▶ **GIVEN TEXT**
* * *

Skip to content
BEE
Backend Engineering Essentials

[BEE-15006] Testing in Production

INFO

Canary analysis, synthetic monitoring, and observability-driven testing.

Context

Pre-production environments fail to replicate what matters most: real traffic patterns, real data distributions, and real scale. A staging environment might pass every test suite while the production deployment quietly degrades under load spikes, unusual query patterns, or data edge cases that never appeared in fixtures.

Charity Majors, CTO of Honeycomb, articulated this directly: the job of a developer is not done when code is committed — it is done when you can verify the code is working correctly in production. Observability-driven development means instrumenting code as you write it, deploying to production, and then inspecting behavior through that instrumentation. The question is not whether to test in production, but how to do it safely.

Testing in production is not a replacement for pre-production testing. Unit tests, integration tests, and contract tests still belong in CI. The distinction is that pre-production tests verify correctness under controlled conditions; production testing verifies behavior under real conditions. Both are necessary.

Principle

Use a layered set of production testing techniques matched to the risk of each change, controlling blast radius at every layer.

The spectrum from lowest to highest risk:

Each technique is described below, from lowest to highest blast radius.

Synthetic Monitoring

Synthetic monitoring runs automated probes that simulate specific user journeys against your live production system on a scheduled interval. Unlike real user monitoring (RUM), synthetic probes are fully controlled: you know exactly what request was sent, what response was expected, and when the check ran.

Use synthetic monitoring to:

  • Assert that critical paths (login, checkout, search, API health endpoints) remain functional continuously.
  • Detect regressions immediately after deployment before real users encounter them.
  • Establish a baseline SLA: if the synthetic probe sees p99 latency above a threshold, alert before users do.

A synthetic probe that does not cover a critical path provides false confidence. Map your most important user journeys and ensure every one has a synthetic check.

Shadow Traffic (Dark Launch)

Shadow traffic, also called dark launching, duplicates production requests and sends them to the new version of a service in parallel. The new version processes the requests, but its responses are discarded — users continue to receive responses from the current version only.

* * *

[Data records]

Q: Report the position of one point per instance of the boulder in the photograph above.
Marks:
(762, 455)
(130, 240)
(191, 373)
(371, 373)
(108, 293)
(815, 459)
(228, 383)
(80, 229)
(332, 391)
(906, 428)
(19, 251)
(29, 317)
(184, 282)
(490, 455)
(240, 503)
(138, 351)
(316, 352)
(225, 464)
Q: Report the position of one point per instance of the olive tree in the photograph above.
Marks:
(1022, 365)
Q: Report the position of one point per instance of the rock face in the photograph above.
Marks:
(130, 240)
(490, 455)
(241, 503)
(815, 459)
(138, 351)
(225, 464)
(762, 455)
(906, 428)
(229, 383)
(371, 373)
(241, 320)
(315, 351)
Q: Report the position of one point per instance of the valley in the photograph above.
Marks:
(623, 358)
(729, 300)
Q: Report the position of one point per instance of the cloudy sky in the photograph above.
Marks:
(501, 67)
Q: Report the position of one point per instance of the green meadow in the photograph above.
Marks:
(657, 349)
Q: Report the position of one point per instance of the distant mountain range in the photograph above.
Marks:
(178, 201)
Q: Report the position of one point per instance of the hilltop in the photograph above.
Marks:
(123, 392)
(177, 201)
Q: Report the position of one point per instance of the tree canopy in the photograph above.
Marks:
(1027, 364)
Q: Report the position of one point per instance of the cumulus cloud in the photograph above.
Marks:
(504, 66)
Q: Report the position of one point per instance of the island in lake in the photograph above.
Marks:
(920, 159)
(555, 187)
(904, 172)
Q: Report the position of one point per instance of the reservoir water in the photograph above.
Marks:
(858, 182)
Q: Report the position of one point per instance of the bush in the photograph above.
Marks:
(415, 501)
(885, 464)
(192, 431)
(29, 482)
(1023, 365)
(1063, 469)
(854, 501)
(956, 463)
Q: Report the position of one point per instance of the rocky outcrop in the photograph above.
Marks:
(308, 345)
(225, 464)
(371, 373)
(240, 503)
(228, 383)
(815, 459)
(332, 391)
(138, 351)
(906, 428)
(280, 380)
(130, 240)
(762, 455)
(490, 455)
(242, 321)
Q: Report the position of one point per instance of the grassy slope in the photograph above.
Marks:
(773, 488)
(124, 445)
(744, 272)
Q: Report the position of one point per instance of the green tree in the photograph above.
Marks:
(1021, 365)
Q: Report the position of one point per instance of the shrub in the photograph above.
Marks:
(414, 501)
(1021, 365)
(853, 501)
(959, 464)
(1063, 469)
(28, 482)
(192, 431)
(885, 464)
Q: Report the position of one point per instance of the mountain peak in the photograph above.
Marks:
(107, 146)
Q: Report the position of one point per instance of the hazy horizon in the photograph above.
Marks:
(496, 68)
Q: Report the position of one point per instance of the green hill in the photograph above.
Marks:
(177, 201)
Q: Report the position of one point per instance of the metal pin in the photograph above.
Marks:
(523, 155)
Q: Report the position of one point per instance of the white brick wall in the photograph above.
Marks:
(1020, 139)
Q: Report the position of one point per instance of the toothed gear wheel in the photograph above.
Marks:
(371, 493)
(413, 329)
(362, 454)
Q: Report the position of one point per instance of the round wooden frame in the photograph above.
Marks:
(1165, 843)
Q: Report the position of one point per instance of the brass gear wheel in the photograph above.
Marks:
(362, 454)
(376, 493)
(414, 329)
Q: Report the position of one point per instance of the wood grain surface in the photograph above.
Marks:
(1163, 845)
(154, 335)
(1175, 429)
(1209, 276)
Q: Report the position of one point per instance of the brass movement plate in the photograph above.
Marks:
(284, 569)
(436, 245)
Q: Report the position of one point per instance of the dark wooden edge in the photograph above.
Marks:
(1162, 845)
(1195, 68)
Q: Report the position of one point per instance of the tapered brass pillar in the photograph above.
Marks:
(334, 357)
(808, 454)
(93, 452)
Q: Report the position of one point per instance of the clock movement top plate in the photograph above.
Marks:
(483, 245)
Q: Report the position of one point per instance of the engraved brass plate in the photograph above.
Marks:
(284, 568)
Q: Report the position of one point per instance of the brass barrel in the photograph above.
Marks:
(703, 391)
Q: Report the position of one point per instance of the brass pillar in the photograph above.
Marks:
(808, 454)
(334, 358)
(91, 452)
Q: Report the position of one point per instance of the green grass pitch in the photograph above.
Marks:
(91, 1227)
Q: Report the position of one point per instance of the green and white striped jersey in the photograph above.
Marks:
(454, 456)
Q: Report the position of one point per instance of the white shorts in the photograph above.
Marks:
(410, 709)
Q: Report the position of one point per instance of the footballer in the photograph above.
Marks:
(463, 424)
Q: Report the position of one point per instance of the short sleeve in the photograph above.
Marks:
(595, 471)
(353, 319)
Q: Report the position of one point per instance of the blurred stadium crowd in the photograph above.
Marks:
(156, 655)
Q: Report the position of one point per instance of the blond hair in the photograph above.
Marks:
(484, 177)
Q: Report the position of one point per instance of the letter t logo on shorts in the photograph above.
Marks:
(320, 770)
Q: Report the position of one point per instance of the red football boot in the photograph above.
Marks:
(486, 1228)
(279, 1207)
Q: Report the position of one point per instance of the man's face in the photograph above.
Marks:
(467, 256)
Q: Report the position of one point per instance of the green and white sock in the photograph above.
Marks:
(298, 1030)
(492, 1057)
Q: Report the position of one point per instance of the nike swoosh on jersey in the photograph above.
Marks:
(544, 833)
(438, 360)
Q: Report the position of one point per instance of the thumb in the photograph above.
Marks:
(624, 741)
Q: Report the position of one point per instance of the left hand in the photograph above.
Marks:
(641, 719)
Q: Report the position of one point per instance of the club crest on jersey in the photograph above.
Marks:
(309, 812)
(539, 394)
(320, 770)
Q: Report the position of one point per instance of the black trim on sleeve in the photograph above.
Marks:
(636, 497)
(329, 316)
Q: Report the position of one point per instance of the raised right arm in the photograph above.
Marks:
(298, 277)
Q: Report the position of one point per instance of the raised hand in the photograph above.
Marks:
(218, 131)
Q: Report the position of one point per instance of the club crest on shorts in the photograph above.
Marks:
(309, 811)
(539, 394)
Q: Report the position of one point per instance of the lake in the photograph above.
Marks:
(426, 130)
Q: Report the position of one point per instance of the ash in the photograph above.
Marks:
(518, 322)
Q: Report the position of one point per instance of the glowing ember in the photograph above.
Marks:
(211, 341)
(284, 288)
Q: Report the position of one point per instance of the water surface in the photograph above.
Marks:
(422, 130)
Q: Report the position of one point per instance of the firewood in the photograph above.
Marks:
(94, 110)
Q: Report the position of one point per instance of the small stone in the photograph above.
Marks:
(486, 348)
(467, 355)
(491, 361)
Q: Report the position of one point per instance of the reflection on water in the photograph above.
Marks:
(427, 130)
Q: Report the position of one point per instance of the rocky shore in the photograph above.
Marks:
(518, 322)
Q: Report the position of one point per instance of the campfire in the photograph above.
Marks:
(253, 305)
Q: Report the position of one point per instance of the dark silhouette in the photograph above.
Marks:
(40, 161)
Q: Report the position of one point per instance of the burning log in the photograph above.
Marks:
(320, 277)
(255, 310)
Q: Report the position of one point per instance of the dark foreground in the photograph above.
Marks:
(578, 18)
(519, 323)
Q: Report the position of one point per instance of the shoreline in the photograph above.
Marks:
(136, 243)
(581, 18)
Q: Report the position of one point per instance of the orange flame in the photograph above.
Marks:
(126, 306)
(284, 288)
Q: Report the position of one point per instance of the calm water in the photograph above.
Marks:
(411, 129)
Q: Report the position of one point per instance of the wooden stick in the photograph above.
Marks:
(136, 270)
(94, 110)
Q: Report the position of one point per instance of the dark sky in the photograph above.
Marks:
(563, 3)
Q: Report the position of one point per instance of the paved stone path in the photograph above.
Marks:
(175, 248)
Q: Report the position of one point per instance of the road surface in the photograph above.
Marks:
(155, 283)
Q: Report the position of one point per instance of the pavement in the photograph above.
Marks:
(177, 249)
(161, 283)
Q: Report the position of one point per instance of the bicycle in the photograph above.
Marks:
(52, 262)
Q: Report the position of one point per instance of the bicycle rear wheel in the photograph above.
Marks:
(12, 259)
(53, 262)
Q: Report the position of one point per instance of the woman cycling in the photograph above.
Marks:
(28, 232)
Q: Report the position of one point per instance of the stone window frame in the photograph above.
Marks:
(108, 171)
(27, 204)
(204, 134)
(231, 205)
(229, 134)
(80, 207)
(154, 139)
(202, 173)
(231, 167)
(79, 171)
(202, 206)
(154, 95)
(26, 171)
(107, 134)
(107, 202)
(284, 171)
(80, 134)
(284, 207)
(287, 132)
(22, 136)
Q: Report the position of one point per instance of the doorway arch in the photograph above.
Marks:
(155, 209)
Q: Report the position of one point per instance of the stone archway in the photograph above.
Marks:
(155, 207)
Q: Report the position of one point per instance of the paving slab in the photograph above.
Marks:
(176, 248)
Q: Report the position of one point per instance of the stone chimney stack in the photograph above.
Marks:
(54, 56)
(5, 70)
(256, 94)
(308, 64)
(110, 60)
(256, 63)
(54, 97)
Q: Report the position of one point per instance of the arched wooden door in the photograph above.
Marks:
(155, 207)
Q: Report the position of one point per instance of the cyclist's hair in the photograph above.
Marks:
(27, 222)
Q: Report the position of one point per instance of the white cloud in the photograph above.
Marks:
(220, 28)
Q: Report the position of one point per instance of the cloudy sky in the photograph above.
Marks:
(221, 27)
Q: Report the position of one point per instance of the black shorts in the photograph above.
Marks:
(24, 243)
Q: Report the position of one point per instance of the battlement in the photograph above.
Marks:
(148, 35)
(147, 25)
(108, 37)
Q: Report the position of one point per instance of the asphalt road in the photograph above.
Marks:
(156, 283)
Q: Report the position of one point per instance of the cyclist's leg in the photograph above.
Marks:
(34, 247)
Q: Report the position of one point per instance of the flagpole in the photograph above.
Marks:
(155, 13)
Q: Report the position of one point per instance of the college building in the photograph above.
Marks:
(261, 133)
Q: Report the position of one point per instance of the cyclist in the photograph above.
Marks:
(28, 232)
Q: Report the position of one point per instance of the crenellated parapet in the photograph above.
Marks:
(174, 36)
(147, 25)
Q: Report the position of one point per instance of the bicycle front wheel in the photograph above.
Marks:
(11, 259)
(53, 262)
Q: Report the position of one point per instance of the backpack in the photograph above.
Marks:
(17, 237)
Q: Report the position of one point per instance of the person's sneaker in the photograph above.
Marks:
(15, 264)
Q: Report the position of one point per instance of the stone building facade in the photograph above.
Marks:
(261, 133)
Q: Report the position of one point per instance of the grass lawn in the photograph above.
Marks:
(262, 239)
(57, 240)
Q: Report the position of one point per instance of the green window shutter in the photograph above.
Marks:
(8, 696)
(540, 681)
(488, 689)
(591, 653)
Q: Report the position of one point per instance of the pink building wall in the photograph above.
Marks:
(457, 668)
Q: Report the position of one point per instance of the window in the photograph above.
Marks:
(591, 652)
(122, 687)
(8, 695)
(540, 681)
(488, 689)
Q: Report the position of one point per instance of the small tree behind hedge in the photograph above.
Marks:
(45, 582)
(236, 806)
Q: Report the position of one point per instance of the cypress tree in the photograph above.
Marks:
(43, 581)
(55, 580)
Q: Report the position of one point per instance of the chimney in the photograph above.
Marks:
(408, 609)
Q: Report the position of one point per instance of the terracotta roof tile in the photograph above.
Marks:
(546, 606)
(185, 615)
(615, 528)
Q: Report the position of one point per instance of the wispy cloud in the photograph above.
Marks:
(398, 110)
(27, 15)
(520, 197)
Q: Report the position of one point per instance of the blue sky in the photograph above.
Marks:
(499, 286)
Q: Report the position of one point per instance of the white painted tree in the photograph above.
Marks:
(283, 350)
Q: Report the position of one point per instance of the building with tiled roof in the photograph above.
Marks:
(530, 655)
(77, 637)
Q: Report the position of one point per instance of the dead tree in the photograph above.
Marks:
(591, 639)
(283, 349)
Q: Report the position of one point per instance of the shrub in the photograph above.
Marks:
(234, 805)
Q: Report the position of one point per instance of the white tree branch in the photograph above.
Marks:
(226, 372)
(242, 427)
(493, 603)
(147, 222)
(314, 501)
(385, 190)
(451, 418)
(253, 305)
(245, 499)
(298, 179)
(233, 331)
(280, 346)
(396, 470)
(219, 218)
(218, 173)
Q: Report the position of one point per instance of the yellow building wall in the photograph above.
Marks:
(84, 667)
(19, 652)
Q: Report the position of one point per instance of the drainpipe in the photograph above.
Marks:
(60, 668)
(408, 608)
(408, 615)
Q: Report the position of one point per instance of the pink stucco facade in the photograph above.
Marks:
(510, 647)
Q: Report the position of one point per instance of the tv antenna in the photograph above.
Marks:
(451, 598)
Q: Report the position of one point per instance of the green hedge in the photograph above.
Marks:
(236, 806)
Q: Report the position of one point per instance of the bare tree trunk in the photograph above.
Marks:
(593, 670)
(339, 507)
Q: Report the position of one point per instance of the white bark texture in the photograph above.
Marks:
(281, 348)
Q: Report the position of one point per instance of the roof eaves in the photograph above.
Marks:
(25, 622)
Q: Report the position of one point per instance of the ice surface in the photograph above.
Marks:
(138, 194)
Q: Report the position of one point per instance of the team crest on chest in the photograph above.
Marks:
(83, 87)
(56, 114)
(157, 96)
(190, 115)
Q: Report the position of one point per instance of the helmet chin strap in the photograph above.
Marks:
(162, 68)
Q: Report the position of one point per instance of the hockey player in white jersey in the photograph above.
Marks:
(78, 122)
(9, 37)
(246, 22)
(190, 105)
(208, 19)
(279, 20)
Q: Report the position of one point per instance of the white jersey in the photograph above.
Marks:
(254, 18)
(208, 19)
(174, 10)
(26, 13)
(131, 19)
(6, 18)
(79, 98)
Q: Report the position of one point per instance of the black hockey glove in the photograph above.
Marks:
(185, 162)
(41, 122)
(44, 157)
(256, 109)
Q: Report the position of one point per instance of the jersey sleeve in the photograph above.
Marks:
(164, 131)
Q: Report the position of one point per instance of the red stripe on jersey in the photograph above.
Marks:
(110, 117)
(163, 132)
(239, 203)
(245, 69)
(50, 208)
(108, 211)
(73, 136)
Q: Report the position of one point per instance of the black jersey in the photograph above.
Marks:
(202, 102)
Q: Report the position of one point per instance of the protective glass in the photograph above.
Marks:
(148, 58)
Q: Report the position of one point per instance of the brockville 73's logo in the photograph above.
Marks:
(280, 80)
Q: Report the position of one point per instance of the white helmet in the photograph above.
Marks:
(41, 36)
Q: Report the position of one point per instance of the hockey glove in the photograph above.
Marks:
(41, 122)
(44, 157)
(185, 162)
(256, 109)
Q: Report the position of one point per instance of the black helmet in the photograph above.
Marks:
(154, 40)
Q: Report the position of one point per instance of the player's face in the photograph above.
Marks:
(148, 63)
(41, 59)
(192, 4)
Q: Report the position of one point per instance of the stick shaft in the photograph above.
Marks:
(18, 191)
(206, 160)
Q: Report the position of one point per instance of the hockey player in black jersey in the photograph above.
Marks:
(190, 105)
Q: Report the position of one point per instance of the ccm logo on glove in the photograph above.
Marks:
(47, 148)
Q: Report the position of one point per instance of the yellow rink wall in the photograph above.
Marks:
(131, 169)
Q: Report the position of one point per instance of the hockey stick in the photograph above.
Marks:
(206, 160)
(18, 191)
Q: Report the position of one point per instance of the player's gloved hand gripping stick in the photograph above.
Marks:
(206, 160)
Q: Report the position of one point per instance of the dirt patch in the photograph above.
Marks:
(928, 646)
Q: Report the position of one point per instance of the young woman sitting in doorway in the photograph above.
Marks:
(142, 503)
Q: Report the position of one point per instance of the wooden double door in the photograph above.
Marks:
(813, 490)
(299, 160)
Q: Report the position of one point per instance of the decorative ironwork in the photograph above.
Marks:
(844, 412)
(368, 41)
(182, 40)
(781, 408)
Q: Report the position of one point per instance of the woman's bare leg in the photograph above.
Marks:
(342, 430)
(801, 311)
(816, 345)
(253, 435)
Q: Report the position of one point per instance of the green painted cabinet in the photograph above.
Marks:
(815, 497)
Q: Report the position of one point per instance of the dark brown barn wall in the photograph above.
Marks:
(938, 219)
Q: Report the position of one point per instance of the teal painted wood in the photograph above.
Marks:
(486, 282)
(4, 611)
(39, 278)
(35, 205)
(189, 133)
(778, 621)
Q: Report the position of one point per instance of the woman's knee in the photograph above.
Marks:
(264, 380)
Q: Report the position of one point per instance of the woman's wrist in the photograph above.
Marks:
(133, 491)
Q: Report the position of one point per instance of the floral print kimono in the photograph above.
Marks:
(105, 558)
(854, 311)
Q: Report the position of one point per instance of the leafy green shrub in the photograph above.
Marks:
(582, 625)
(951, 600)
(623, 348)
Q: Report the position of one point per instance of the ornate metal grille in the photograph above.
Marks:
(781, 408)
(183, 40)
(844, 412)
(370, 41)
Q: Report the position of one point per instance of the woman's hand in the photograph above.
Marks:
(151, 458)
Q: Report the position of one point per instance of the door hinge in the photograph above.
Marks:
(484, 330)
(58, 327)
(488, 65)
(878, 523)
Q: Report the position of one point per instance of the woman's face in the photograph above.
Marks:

* * *

▶ **TASK SET**
1. Answer these questions using the testing-in-production text.
(a) Which tests does the text say still belong in CI?
(b) Whom does the text quote on when a developer's job is done, and what position does it give that person?
(c) In a dark launch, what happens to the responses produced by the new version?
2. Write a continuation of the testing-in-production text, beginning immediately after its final sentence.

▶ **PER-TASK OUTPUTS**
1.
(a) Unit tests, integration tests, and contract tests.
(b) Charity Majors, CTO of Honeycomb.
(c) They are discarded, and users continue to receive responses from the current version only.

2.
This technique allows you to:

  • Verify that the new version handles real query volume and traffic shape without serving errors to users.
  • Compare outputs between old and new versions to catch behavioral differences (divergence testing).
  • Identify latency regressions and infrastructure sizing issues before any user is exposed.

Critical pitfall: shadow traffic must not have side effects. If the new service writes to a database, sends emails, charges payments, or produces Kafka events, those side effects affect real data even though responses are discarded. Before running shadow traffic, audit every write path and either stub it out or direct it to a separate test namespace.

Tools like GoReplay and Diffy (used at Twitter, Airbnb) automate shadow traffic capture and divergence analysis.

Canary Deployment

A canary deployment routes a small percentage of live traffic — typically 1–10% — to the new version, while the remainder continues on the stable version. Both versions run simultaneously, and observability tooling compares their metrics to detect regressions.

Canary analysis focuses on:

  • Error rates: Are 5xx rates higher on the canary than the baseline?
  • Latency: Has p95 or p99 latency increased on the canary?
  • Business metrics: Are conversion rates, success rates, or domain-specific KPIs degraded?
  • Resource consumption: Has CPU or memory usage increased unexpectedly?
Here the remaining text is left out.